◆ GIVEN TEXT:
::::::::::

Michele Lee is an American actress, singer, dancer, producer, and director. She is known for her role as Karen Fairgate MacKenzie on the prime-time soap opera Knots Landing (1979–1993), for which she was nominated for a 1982 Emmy Award and won the Soap Opera Digest Award for Best Actress in 1988, 1991, and 1992. She was the only performer to appear in all 344 episodes of the series.

Lee began her career on Broadway in Vintage 60 (1960) and How to Succeed in Business Without Really Trying (1961). She made her movie debut in the film version of the latter in 1967. Her other film appearances include the Disney film The Love Bug (1968), The Comic (1969), and Along Came Polly (2004). She was nominated for the Tony Award for Best Actress in a Musical in 1974 for Seesaw and for the Tony Award for Best Featured Actress in a Play in 2001 for The Tale of the Allergist's Wife. She also played the title role in the 1998 TV film Scandalous Me: The Jacqueline Susann Story and Madame Morrible in the Broadway musical Wicked in 2015.

::::::::::

[Pointing dataset excerpts]

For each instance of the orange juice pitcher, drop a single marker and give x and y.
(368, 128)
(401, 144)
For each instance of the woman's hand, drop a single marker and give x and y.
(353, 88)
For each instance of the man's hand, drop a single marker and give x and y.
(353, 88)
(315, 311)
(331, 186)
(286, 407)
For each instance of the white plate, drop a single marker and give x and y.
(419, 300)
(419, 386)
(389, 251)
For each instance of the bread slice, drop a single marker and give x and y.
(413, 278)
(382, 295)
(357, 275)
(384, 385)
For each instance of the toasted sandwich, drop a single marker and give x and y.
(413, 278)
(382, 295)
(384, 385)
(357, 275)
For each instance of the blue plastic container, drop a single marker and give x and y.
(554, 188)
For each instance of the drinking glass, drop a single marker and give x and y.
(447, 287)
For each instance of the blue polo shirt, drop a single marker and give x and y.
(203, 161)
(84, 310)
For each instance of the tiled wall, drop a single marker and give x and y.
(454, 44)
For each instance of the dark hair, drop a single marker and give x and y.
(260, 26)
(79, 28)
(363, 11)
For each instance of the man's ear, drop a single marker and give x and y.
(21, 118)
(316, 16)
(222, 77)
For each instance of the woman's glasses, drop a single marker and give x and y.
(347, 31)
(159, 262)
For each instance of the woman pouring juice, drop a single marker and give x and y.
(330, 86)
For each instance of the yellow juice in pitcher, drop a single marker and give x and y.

::::::::::

◆ EXERCISE TASKS:
1: Answer these from the passage on Michele Lee:
(a) In how many episodes of Knots Landing did she appear?
(b) Which musical brought her a 1974 Tony nomination?
(c) What role did she play in the Broadway musical Wicked in 2015?
2: Transcribe the stretch of the passage on Michele Lee from "Michele Lee is" through "of the series.", keeping every word and mark unchanged.

◆ RESULTS FOR EACH TASK:
1:
(a) 344
(b) Seesaw
(c) Madame Morrible

2:
Michele Lee is an American actress, singer, dancer, producer, and director. She is known for her role as Karen Fairgate MacKenzie on the prime-time soap opera Knots Landing (1979–1993), for which she was nominated for a 1982 Emmy Award and won the Soap Opera Digest Award for Best Actress in 1988, 1991, and 1992. She was the only performer to appear in all 344 episodes of the series.